**Set exercise 1:**
What share of the global market does the UK Space Agency say the UK space sector should capture by 2030, according to the Brexit briefing note?

**Source text:**
## Start
On 23 June 2016, the UK public voted to leave the EU.
Under Article 50 of the Lisbon Treaty, the notice period required for the UK Government to implement this decision means that an actual British exit (Brexit) date cannot be before June 2018.
This briefing note provides some information on the potential implications for stakeholders in the satellite and space industry after the referendum decision, both within and beyond the UK, and the effect on market regulation and licensing.
Although the uncertainty decision will undoubtedly cause some concern, the UK Government remains committed to supporting the UK space industry. Consistent with its support over the last few years, the UK Space Agency recently stated:
"the UK remains committed to supporting a strong and competitive UK space sector that should capture 10% of the global market by 2030, creating a 100,000 new jobs".
1. Regulation Applicable to the Satellite and Space Industry and Post Referendum Implications
a) Spectrum Management
Following a Brexit, the UK will no longer be subject to Commission decisions and initiatives on the harmonisation of spectrum allocations and use across the EU. It will, however, continue to cooperate with other Member States on some of these issues through its membership of other organisations, including the European Conference of Telecommunications and Postal Administrations (CEPT). The UK’s participation in CEPT would not be affected by a Brexit as CEPT is not an EU body.
Ofcom is currently deemed to be a thought leader in the development of EU communications and spectrum policies. This may change and that role may be assumed by another EU Member State after a Brexit.
Ofcom published amended Procedures for the Management of Satellite Filings in March 2016. Those Procedures set out the relationship between the UK and the International Telecommunication Union (ITU) and describe the filing mechanisms both at a UK national and ITU international level. These are not likely to change substantially
Where a licence has been awarded by Ofcom at a national level, based on a mandate from the European Commission for a licence to be awarded to a company based in an EU member state, the grant of such licences may need to be reassessed. This is, for example, the case in relation to the S-band European selection and award process where one of the conditions of selection was that a company had to be "established in the Community" (Decisions 626/2008/EC and 2009/449/EC).
In relation to planning for WRC-19, the UK may not be included in the EU process after a Brexit, but will remain at the CEPT level, unbound by the mandate of the European Commission.
b) Outer Space Act Licensing
The Outer Space Act 1986 is the legal basis for the regulation and licensing of space activities carried out by organisations or individuals in the UK, a UK Crown Dependency or Overseas Territory.
The Outer Space Act confers licensing and other powers and duties on the Secretary of State for Business, Innovation and Skills (currently Rt Hon Sajid Javid MP) who delegates the powers to the UK Space Agency (UKSA).
The Outer Space Act seeks to ensure compliance with the UK's obligations under the international space treaties, which the UK has ratified. The rules cover the use of outer space (including liability for damage caused by space objects), the registration of objects launched into outer space and the principles for remote sensing.
## End
**Set exercise 2:**
Please quote the stretch of the entries from their start through the line containing "(802, 48), (862, 133)", and leave the pictures out of your answer.

**Dataset entries:**
## Start
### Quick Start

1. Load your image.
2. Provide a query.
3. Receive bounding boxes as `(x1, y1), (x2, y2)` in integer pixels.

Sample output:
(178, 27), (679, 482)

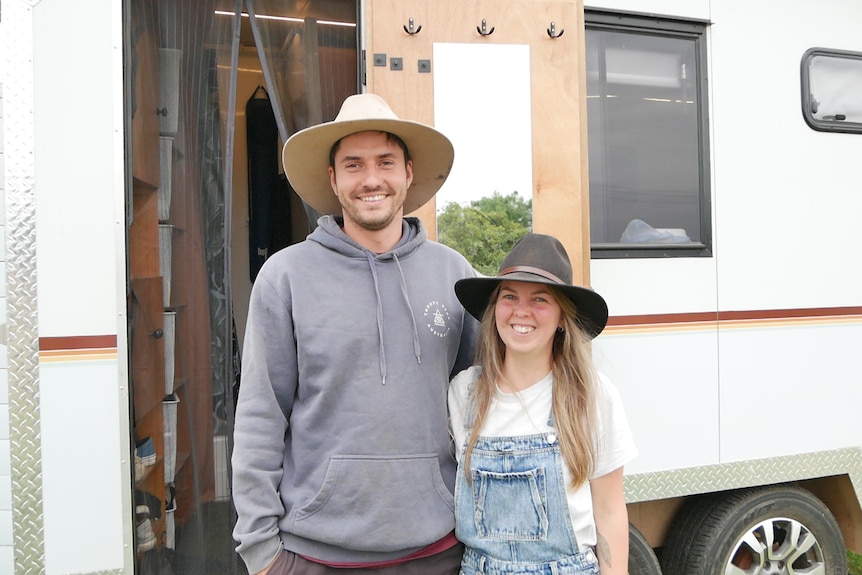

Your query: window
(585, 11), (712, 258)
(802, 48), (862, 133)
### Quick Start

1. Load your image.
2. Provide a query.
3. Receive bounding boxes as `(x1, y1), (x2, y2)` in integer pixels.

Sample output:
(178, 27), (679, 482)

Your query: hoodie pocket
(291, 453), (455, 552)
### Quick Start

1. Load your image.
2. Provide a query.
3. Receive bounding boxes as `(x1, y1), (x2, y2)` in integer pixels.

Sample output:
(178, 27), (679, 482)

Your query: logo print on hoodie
## End
**Output 1:**
10% of the global market.

**Output 2:**
### Quick Start

1. Load your image.
2. Provide a query.
3. Receive bounding boxes as `(x1, y1), (x2, y2)` in integer pixels.

Sample output:
(178, 27), (679, 482)


Your query: window
(585, 11), (712, 258)
(802, 48), (862, 133)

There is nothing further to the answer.